Stored items:
◆ ◆ ◆

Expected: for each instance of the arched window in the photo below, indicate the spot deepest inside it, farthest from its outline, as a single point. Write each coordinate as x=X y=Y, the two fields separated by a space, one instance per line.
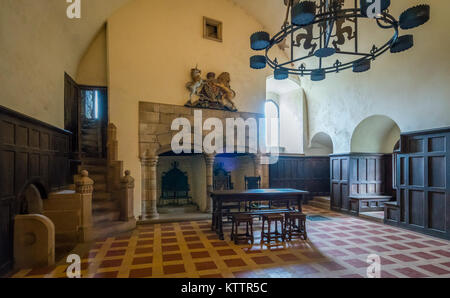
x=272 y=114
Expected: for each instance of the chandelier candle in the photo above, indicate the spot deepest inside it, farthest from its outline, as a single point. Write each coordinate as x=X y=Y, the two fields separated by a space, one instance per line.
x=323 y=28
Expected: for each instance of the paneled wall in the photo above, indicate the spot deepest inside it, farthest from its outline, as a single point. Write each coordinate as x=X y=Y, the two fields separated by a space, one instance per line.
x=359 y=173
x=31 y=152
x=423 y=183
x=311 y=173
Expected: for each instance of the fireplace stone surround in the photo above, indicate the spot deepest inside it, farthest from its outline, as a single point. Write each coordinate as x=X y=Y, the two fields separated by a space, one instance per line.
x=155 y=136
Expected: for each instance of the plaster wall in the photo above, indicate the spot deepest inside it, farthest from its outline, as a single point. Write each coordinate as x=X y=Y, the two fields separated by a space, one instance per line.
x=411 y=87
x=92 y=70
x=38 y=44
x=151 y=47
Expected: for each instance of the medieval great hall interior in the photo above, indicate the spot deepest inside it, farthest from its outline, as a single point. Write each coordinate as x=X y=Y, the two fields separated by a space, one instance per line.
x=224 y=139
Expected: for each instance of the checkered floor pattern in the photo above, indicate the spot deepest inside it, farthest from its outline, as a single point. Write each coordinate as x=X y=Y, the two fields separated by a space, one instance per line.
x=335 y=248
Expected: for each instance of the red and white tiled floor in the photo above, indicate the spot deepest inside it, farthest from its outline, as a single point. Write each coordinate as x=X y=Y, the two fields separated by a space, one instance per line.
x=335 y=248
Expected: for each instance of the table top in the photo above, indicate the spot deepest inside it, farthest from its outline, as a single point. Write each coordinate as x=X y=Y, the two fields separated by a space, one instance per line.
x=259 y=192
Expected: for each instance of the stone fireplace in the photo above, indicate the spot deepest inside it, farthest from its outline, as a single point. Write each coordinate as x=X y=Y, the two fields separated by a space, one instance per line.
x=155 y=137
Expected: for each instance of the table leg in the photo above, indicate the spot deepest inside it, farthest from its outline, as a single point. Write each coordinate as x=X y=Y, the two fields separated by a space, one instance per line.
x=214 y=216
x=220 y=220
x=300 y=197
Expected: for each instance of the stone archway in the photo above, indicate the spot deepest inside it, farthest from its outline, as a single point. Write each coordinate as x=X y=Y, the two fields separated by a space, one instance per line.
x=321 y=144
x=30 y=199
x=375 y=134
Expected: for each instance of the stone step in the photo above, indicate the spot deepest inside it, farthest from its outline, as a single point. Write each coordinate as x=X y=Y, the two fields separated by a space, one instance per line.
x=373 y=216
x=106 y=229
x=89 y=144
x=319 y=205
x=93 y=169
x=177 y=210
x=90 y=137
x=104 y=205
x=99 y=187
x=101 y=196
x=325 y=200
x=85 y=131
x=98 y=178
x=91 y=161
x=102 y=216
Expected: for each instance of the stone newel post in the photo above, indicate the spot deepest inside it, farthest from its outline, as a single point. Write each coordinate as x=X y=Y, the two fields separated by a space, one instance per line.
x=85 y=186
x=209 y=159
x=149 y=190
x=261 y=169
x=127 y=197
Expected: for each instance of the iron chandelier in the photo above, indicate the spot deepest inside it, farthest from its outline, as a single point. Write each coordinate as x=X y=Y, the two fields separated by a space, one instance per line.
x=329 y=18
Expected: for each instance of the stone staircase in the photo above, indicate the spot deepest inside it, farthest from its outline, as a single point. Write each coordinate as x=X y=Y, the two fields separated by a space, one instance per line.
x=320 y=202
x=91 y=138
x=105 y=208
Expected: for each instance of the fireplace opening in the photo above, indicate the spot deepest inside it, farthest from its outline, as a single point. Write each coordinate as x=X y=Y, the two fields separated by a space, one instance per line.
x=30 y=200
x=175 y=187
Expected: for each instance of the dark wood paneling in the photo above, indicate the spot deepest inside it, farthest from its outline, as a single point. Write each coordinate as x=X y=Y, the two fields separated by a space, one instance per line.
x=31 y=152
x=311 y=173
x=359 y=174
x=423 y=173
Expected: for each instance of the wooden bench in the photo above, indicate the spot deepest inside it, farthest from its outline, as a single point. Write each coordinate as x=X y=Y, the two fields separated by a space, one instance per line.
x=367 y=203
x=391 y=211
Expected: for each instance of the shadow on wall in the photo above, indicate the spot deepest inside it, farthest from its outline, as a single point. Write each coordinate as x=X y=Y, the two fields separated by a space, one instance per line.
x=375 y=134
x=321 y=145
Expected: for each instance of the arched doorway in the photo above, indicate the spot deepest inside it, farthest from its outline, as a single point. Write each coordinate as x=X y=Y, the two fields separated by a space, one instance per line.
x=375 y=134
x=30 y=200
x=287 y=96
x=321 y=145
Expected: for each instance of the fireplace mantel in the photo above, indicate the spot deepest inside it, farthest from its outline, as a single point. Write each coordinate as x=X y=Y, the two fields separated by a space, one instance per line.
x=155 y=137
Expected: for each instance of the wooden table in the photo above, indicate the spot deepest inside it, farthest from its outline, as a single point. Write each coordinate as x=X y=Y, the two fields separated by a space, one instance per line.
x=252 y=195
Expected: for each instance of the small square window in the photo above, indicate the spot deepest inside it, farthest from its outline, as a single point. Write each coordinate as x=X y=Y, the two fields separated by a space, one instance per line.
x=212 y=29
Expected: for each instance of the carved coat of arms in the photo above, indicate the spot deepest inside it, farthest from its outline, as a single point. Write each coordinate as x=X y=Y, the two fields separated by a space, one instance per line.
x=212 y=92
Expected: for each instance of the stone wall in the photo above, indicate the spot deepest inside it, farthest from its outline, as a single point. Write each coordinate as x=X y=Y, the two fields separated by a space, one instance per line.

◆ ◆ ◆

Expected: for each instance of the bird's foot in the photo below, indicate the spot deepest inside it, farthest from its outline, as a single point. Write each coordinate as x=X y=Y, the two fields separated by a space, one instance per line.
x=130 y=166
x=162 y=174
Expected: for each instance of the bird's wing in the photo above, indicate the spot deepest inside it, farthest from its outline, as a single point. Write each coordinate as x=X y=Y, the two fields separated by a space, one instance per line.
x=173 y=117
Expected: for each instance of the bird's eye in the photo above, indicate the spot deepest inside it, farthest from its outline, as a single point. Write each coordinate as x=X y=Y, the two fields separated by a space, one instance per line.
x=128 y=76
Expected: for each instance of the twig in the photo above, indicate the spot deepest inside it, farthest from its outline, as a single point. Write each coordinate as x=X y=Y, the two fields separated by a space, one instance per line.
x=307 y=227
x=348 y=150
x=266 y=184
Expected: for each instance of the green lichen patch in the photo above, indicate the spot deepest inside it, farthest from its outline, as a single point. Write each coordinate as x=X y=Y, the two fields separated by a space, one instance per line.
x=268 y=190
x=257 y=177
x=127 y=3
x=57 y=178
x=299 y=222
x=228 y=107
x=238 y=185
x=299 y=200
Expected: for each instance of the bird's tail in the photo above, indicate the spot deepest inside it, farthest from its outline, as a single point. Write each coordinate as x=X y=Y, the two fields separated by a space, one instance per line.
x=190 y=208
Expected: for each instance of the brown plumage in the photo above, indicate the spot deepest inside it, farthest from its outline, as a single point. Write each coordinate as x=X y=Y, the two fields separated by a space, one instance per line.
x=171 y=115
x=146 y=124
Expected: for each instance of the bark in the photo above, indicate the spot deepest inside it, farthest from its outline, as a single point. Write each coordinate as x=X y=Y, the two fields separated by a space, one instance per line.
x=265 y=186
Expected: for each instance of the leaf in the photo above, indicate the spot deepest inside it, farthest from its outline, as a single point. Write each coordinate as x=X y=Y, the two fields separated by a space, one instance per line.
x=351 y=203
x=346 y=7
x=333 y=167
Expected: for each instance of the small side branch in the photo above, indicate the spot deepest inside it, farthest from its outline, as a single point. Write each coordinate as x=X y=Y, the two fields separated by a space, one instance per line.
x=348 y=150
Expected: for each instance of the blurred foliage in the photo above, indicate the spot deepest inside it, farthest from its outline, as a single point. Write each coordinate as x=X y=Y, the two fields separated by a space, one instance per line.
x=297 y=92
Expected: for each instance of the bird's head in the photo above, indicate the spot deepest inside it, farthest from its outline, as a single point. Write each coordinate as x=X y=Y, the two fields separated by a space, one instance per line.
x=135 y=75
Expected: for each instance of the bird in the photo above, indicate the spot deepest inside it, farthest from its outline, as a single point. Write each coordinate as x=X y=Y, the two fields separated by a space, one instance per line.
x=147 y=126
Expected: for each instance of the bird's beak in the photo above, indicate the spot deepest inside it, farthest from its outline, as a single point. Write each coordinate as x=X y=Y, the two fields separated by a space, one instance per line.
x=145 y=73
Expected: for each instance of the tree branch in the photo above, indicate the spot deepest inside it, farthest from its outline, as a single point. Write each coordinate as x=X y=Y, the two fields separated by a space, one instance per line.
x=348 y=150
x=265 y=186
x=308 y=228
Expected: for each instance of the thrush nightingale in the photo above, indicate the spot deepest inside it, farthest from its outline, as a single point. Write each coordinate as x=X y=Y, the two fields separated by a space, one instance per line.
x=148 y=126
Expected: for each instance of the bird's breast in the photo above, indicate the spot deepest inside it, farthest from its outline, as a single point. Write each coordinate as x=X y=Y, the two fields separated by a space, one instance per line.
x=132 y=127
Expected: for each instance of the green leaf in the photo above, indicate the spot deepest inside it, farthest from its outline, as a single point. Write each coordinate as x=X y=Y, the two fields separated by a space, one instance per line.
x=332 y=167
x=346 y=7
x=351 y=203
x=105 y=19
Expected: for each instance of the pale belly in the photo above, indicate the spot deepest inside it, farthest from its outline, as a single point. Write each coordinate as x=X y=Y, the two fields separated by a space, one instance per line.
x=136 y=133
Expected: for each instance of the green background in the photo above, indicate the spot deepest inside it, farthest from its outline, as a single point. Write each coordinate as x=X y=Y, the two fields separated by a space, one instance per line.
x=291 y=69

◆ ◆ ◆

For this exercise, output exactly the lines above from the line with "Expected: for each instance of the carved" to the line with "Expected: for each instance of the stone wall", counting both, and leave out the rest.

**Solution**
Expected: for each instance of the carved coat of arms in the photo above, indicate the spot deepest inside it, farthest from its outline, as a single point. Write each coordinate as x=X y=Y, the two fields separated by a space, one instance per line.
x=212 y=92
Expected: for each instance of the stone wall in the photo above, indicate the spot deepest inside it, farthest from its outline, as a single point. Write each coordinate as x=X y=Y, the two fields separated by a space, one instance per line.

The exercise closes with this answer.